→ GIVEN INSTRUCTION 1: In the records below, take the lines from the one containing "Where can the referee's black armband" through the one containing "[[380, 187], [647, 138], [840, 181], [763, 181]]", both included, and put them into a JSON list of strings with one string per line and no blank lines.

→ DOCUMENT PASSAGE:
········
NJ lawmaker: We need more than wind and solar to save money
⚫ Lawmaker says residents can’t afford Gov. Murphy’s energy agenda
⚫ He says only having electric power could be catastrophic
⚫ His plan calls for a diverse energy master plan
Gov. Phil Murphy has put forth an accelerated plan to convert the Garden State to 100% clean energy by 2035.
Some lawmakers believe this is not only unrealistic but also dangerous.
State Senate Republican Leader Steven Oroho, R-Sussex, has introduced what he calls a common sense measure, S3684, dubbed the Energy Security and Affordability Act, to ensure New Jersey is powered by reliable, diverse and affordable energy sources and not just electric.
What his plan includes
His legislation would require the state’s Energy Master Plan to factor in:
• The energy needs, supplies, and reliability in all geographic areas of the state
• The use and development of diverse energy generation sources including, but not limited to, solar, wind, nuclear, hydrogen, natural gas, and renewable natural gas to assure a reliable and sufficient energy supply
• The affordability of energy generation, transmission, and distribution to ratepayers
• The prioritization of in-state energy generation, to the extent practicable and feasible to minimize subsidies for out-of-State energy generation
• The use of incentives, rather than mandates, when feasible, to increase consumer transparency and choice
The measure also calls for limiting intermittent energy sources, such as wind and solar, to 50% of the State’s energy generation portfolio.
········
→ GIVEN INSTRUCTION 2: In the article above on New Jersey's energy plan, what limit does the measure set on intermittent energy sources such as wind and solar?
········
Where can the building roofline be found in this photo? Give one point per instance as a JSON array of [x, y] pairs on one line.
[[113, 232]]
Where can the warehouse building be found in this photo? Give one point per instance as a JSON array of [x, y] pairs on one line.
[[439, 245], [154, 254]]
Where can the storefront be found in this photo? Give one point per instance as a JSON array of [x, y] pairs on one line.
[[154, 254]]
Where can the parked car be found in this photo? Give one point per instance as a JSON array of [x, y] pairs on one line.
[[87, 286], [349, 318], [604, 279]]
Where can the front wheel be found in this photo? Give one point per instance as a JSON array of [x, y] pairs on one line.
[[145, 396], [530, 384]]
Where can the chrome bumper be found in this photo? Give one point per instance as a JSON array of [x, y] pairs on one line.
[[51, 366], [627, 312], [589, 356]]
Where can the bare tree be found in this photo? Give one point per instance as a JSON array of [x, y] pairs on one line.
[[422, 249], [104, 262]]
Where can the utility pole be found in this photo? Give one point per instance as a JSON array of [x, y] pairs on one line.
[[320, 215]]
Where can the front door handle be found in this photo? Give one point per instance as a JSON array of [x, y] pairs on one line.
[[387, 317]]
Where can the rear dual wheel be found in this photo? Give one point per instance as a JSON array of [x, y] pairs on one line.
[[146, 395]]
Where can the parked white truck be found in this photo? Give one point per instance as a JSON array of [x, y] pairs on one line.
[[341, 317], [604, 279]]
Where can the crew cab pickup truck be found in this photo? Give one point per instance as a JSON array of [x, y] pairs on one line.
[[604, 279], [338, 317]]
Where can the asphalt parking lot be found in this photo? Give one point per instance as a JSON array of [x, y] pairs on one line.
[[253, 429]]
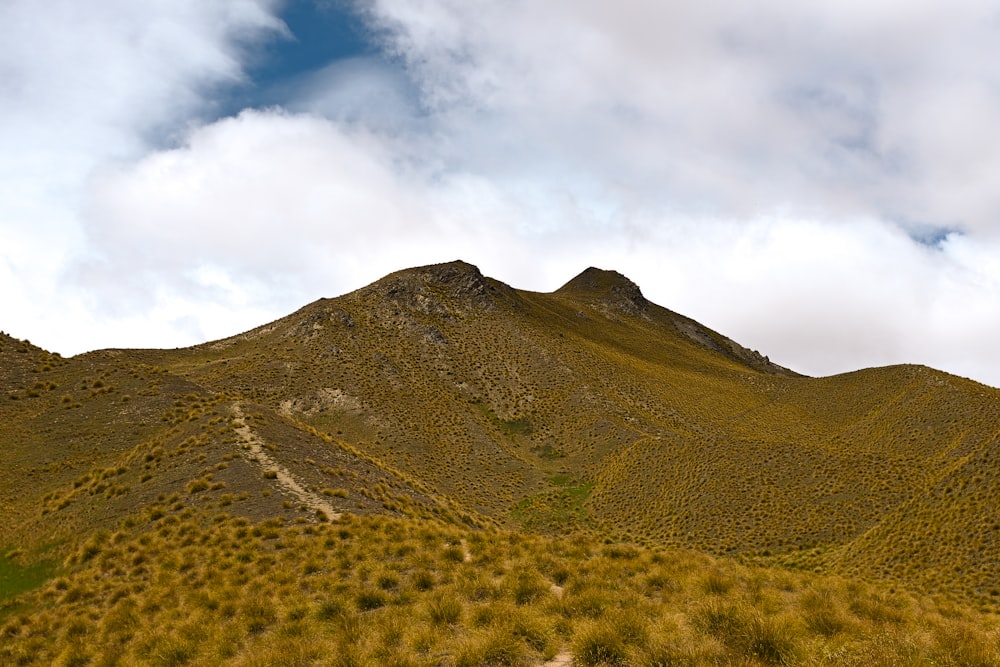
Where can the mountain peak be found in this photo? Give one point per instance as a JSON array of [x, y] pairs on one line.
[[607, 287], [430, 289]]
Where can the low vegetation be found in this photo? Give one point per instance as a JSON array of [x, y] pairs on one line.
[[193, 588], [438, 469]]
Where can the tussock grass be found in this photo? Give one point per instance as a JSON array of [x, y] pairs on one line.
[[211, 588]]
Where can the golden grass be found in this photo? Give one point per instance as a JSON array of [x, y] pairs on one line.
[[194, 588]]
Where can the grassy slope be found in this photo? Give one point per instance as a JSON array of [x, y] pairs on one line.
[[439, 393]]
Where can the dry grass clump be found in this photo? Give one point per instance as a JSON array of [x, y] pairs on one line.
[[197, 589]]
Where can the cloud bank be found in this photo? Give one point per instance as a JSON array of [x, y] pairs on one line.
[[815, 183]]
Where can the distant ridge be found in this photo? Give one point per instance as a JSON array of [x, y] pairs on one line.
[[439, 393]]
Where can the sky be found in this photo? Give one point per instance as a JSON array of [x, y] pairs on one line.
[[817, 181]]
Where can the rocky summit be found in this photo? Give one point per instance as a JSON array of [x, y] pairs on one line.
[[383, 453]]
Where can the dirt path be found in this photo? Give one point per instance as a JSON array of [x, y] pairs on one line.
[[254, 453]]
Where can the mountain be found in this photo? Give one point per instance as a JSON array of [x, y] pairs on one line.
[[440, 393]]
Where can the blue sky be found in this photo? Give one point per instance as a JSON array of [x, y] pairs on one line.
[[817, 182]]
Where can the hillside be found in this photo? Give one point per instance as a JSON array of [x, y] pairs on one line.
[[439, 393]]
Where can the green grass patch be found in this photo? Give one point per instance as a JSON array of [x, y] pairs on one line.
[[16, 578], [555, 511]]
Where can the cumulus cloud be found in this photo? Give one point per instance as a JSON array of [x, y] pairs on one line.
[[813, 182]]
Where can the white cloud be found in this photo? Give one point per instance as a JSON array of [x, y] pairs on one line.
[[761, 168]]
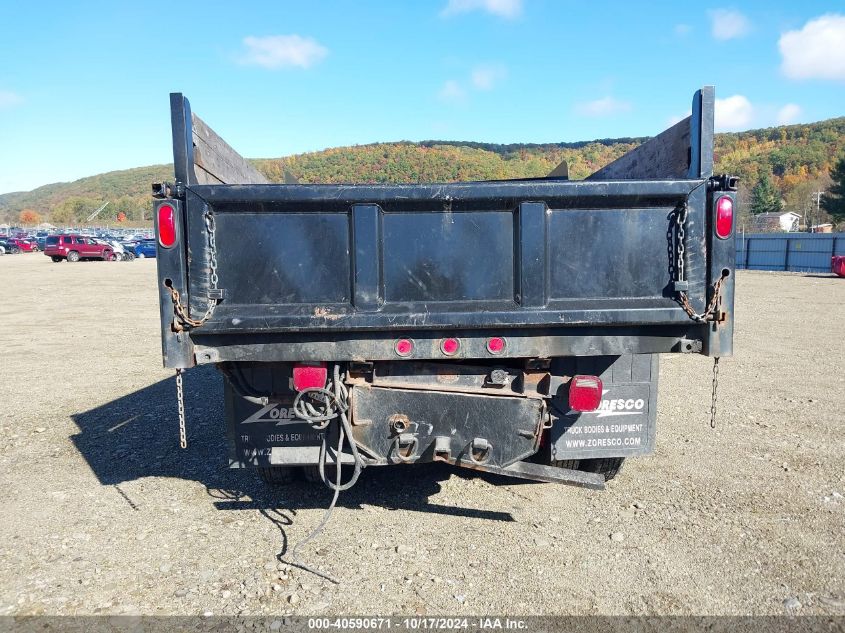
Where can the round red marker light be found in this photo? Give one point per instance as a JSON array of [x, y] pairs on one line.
[[450, 346], [404, 347], [724, 217], [496, 345], [166, 225]]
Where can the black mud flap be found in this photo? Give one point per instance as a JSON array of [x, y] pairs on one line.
[[624, 423], [394, 426]]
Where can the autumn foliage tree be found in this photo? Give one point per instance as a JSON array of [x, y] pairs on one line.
[[834, 200], [29, 216]]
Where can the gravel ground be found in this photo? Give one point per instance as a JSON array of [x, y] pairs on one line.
[[102, 513]]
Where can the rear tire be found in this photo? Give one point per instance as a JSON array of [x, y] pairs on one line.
[[277, 475]]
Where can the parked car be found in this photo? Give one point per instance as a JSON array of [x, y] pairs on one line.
[[76, 247], [121, 253], [145, 248], [23, 246]]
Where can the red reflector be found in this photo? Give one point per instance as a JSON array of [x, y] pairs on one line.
[[309, 376], [724, 216], [496, 345], [450, 346], [166, 225], [404, 347], [585, 393]]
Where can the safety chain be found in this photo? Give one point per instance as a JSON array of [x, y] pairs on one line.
[[214, 295], [680, 253], [180, 400], [713, 393]]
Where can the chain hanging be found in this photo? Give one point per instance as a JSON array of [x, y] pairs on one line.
[[180, 400], [715, 387], [680, 256], [214, 294]]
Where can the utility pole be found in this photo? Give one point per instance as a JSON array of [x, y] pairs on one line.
[[818, 196]]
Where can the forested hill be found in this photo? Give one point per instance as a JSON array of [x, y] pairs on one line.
[[796, 157]]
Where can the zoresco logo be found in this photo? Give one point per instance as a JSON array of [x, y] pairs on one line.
[[620, 406], [276, 412]]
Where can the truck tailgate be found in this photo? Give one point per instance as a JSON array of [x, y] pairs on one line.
[[517, 254]]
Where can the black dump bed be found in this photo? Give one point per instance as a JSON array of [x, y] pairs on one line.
[[338, 272]]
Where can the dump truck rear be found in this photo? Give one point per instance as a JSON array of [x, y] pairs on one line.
[[508, 326]]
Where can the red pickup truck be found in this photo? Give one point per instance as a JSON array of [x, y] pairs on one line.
[[76, 247]]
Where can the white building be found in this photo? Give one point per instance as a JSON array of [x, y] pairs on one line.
[[785, 221]]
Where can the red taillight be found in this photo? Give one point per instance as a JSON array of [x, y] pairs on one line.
[[166, 225], [585, 393], [724, 216], [309, 376], [404, 347], [450, 346], [496, 345]]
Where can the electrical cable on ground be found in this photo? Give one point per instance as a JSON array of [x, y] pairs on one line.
[[319, 406]]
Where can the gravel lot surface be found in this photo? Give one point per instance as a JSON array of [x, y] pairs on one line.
[[103, 513]]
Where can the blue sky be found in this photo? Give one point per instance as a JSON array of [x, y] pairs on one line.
[[84, 86]]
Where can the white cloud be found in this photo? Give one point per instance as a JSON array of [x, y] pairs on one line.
[[283, 51], [790, 113], [728, 24], [509, 9], [733, 113], [817, 51], [605, 106], [9, 99], [486, 77], [452, 92]]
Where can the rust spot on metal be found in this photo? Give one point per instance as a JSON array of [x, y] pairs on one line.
[[447, 376]]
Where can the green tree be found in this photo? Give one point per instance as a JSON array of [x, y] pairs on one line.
[[833, 201], [765, 197]]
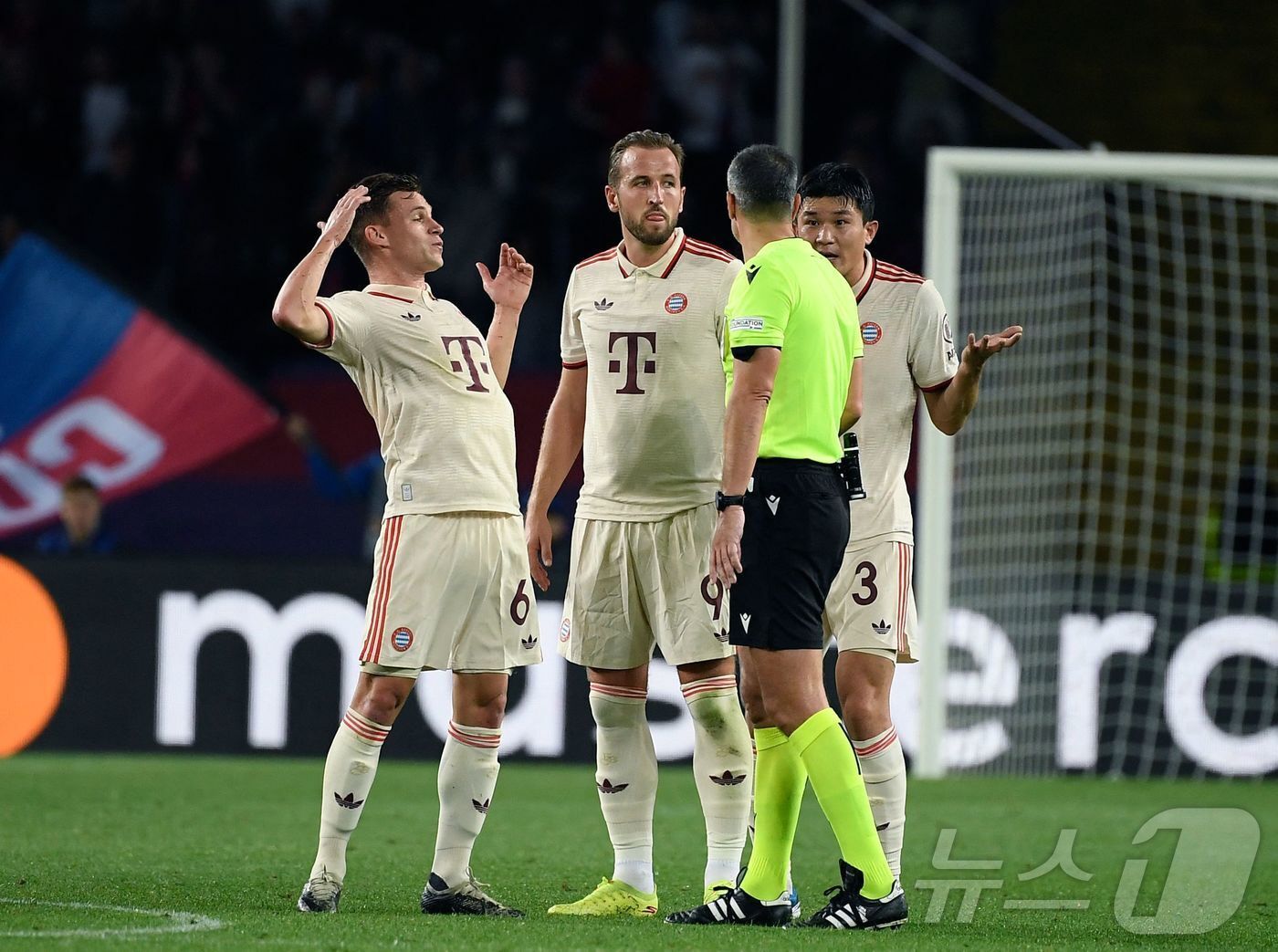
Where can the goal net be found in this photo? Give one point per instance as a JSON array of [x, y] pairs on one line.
[[1102, 539]]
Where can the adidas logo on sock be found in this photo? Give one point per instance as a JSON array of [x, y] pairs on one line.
[[349, 801]]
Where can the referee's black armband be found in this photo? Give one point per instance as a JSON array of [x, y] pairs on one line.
[[744, 354]]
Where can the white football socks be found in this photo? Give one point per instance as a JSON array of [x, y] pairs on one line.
[[626, 779]]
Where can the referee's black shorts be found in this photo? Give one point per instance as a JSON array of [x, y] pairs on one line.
[[795, 533]]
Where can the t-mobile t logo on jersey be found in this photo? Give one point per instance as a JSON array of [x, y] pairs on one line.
[[468, 357], [632, 348]]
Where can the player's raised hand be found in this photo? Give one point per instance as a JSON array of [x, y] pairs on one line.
[[978, 351], [342, 214], [513, 281], [537, 533]]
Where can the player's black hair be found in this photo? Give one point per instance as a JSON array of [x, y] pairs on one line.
[[380, 187], [647, 138], [840, 181], [763, 181]]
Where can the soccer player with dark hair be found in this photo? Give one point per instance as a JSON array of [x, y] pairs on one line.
[[642, 390], [909, 349], [783, 524], [450, 583]]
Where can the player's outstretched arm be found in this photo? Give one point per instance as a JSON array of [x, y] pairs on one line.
[[951, 406], [296, 309], [508, 290], [561, 443], [853, 408]]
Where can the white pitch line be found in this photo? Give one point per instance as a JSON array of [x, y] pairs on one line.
[[195, 923]]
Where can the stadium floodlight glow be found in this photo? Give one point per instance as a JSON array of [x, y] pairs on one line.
[[1121, 472]]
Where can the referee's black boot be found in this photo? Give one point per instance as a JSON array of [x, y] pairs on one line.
[[737, 907], [847, 909]]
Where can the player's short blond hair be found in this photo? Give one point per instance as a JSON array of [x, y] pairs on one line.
[[645, 138]]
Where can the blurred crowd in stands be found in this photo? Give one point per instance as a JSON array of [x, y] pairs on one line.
[[187, 147]]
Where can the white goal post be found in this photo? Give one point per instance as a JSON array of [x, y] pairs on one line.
[[1107, 515]]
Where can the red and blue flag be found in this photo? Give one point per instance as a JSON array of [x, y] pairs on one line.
[[93, 383]]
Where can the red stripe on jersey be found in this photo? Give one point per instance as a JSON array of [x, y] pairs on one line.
[[332, 330], [888, 267], [708, 255], [708, 246], [873, 272], [593, 258], [675, 259]]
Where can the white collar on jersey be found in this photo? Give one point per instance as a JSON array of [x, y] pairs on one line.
[[409, 296], [866, 277], [662, 266]]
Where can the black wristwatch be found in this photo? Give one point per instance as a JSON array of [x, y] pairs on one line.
[[722, 501]]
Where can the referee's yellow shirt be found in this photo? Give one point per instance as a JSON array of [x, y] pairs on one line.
[[790, 297]]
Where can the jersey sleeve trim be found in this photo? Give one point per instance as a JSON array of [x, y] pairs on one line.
[[332, 331]]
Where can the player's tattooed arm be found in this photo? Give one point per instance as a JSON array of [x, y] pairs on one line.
[[951, 406], [508, 290], [296, 309]]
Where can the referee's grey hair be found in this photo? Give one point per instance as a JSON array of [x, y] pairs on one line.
[[763, 181]]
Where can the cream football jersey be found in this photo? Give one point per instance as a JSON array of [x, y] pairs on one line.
[[651, 339], [909, 347], [446, 427]]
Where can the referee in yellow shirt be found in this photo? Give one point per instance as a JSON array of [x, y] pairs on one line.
[[795, 385]]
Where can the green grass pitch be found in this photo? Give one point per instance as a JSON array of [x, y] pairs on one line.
[[96, 850]]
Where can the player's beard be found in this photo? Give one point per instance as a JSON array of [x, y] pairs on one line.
[[641, 229]]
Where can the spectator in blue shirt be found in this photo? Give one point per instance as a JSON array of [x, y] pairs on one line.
[[80, 528]]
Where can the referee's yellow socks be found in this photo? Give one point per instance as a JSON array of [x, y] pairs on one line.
[[779, 782], [827, 754]]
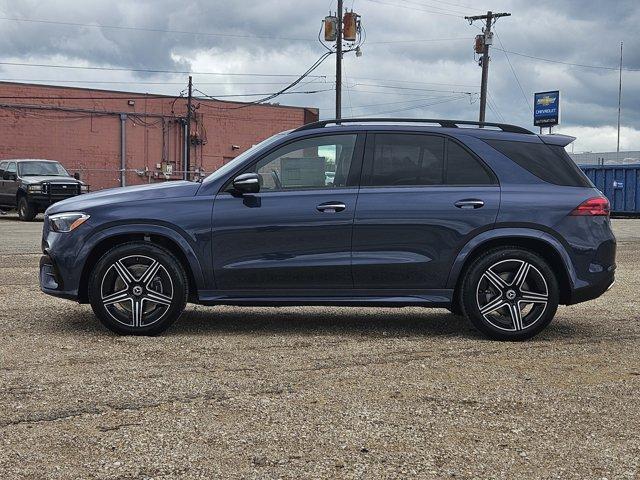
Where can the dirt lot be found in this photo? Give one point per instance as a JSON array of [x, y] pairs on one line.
[[315, 392]]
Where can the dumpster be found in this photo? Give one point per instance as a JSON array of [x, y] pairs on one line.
[[619, 183]]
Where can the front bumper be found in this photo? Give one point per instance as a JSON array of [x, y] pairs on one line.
[[43, 200], [51, 282]]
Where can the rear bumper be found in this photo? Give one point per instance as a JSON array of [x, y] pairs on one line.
[[595, 289]]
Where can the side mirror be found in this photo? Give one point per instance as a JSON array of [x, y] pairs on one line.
[[247, 183]]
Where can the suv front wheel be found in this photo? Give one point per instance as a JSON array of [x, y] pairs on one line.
[[138, 289], [510, 293]]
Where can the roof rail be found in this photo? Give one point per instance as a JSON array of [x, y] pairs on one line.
[[505, 127]]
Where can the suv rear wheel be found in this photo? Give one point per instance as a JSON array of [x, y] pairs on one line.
[[510, 293], [138, 289], [26, 211]]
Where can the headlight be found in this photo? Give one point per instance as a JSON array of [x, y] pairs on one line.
[[66, 222]]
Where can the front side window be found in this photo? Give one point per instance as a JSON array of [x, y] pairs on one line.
[[11, 170], [311, 163], [42, 168]]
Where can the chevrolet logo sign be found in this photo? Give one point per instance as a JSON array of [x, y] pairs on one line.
[[546, 100]]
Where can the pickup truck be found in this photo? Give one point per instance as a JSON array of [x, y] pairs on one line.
[[30, 186]]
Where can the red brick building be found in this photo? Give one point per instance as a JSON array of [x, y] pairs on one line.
[[97, 132]]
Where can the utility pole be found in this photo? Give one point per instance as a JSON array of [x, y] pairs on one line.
[[339, 63], [187, 165], [619, 104], [490, 18]]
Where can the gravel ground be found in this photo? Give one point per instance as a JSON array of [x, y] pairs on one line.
[[315, 392]]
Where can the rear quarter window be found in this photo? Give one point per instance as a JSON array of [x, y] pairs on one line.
[[550, 163]]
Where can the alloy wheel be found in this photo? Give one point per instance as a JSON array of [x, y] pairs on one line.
[[512, 295], [137, 291]]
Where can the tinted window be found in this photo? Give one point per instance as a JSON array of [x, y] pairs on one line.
[[11, 168], [312, 163], [464, 169], [403, 159], [548, 162]]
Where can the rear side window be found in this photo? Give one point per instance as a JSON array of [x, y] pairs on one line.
[[407, 160], [550, 163], [464, 169], [422, 160]]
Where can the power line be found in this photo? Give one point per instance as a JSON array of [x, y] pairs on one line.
[[409, 88], [411, 100], [415, 9], [154, 30], [413, 107], [430, 5], [125, 96], [133, 82], [315, 65], [148, 70], [414, 82], [424, 40], [583, 65]]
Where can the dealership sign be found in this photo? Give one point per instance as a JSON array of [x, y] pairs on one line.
[[546, 109]]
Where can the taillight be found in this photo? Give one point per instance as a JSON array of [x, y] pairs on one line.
[[596, 206]]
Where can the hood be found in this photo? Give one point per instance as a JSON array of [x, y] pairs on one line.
[[30, 179], [138, 193]]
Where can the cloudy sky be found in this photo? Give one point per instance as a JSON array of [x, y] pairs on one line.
[[417, 61]]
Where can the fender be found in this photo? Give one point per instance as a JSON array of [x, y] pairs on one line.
[[479, 240], [145, 228]]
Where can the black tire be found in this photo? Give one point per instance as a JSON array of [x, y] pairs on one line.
[[143, 299], [26, 211], [518, 301]]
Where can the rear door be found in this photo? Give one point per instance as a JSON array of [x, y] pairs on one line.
········
→ FINISHED ANSWER 1:
[
  "Where can the referee's black armband be found in this photo? Give one point per instance as a JSON array of [x, y] pairs on one line.",
  "[[744, 354]]",
  "Where can the white football socks be found in this photo? Give one point per instance as a JSON array of [x, y] pairs on one line.",
  "[[626, 779]]",
  "Where can the referee's black shorts be found in this photo? Give one point per instance as a JSON array of [x, y] pairs on one line.",
  "[[795, 533]]",
  "Where can the t-mobile t logo on jersey be found in this photo? Give one point per instance as a JSON array of [x, y] pairs on one line.",
  "[[468, 357], [632, 348]]",
  "Where can the player's raised hand be found in this photo? Give one point per instance as a JSON array of [x, y] pairs on one line.",
  "[[978, 351], [342, 214], [513, 281], [537, 533]]",
  "Where can the player's black hair be found in this photo? Give one point per instance as a JSON array of [x, y] pairs on one line.",
  "[[380, 187], [647, 138], [840, 181], [763, 181]]"
]

→ FINISHED ANSWER 2: It limits them to 50% of the State's energy generation portfolio.